_Your goal_
The whole listing needs to be restated word for word.

+ + +

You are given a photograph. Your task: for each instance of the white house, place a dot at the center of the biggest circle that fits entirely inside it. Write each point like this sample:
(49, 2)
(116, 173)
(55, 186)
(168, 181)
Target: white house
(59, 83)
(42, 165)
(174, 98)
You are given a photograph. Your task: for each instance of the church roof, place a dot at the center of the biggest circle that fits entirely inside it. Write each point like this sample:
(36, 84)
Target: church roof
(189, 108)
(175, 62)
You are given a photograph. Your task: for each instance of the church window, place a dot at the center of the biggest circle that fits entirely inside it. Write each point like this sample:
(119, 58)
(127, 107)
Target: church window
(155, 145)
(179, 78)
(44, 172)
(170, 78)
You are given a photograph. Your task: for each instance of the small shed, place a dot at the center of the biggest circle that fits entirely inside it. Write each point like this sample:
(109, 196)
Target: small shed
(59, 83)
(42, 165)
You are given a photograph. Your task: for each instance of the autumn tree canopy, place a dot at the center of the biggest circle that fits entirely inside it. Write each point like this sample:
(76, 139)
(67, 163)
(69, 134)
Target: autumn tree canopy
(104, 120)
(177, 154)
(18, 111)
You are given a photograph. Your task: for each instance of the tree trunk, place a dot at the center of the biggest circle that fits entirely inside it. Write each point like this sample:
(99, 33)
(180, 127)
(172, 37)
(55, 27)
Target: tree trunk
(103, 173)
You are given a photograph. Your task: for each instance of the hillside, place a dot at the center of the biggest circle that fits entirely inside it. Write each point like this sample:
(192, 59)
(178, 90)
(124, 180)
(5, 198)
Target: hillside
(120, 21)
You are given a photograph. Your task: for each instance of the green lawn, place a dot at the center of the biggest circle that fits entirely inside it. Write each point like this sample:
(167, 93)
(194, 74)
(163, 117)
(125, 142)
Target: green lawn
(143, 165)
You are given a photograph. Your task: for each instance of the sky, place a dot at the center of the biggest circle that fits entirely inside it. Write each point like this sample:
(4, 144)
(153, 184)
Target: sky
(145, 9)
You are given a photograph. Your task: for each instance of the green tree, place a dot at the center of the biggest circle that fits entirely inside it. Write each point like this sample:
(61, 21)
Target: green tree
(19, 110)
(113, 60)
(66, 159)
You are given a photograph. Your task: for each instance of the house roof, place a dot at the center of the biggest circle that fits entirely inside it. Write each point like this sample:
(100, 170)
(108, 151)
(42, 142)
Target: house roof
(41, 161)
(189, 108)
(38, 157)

+ + +

_Completed task_
You are given a photograph. Your task: for each instance of the white house, place a dot at the center of the biggest circle that fits entirely inside it. Write each point like this sample:
(49, 2)
(116, 173)
(55, 186)
(168, 181)
Target: white house
(59, 83)
(42, 165)
(174, 98)
You are given a photograph. Your task: for each instance of the church roof, place a dot at the center of the biggest circle that fits entirely inside it. Write each point like this sample:
(36, 84)
Target: church roof
(189, 108)
(175, 62)
You are given a photograph. Your task: for each instance of the church window, place a dot at the center of the biggest circle that fits entirely inside it. Write each point like this sample:
(119, 58)
(127, 107)
Target: church window
(155, 145)
(179, 78)
(44, 172)
(170, 78)
You are given a photograph. Your task: for each instance of the small shed, place a dot at the center of the biggest circle that fits entirely inside it. Write each point like this sample:
(109, 196)
Target: small shed
(59, 83)
(42, 165)
You are given a photograph. Your task: for each instance of the autumn tree canopy, place a dot at the center of the biggest circle that fits entirely inside it. Write each point like this sample:
(76, 139)
(67, 163)
(69, 134)
Target: autumn tree canopy
(104, 120)
(177, 154)
(18, 111)
You are given a photograph. Your task: for each instance of the tree trunk, place a dot at the center of the biggest circle that fits entirely inside it. Write each point like this sample:
(99, 33)
(180, 127)
(172, 37)
(55, 27)
Target: tree trunk
(103, 173)
You are given a photograph. Your task: for each instance of the hillside, place a dot at the center of the biggest circle that fits entirely inside it. Write each point like this sample:
(192, 59)
(178, 90)
(124, 180)
(5, 198)
Target: hillside
(120, 21)
You are given a photograph. Your task: for each instance of the green lawn, place a dot at the center of the biggest circle that fits entirely inside it. Write each point like this sample:
(167, 93)
(194, 74)
(163, 117)
(125, 142)
Target: green lawn
(143, 165)
You are given a photograph. Your task: for each instance of the sky, place a dot at the center of the biggest circle that fits entirely inside it. Write each point like this sample:
(4, 144)
(153, 184)
Target: sky
(145, 9)
You are given a photograph. Your task: for each instance of the green tree, place a dot at the center of the biggest circle that fits entirely inside it. Write each point like this sample:
(61, 21)
Target: green tree
(19, 110)
(113, 60)
(66, 159)
You are given a photograph. Your task: for each instance of the house roof, place a dot at the center of the biggest circle that fits entirely inside it. Write each point like this sample:
(100, 170)
(108, 151)
(42, 142)
Target: house roof
(41, 161)
(189, 108)
(38, 157)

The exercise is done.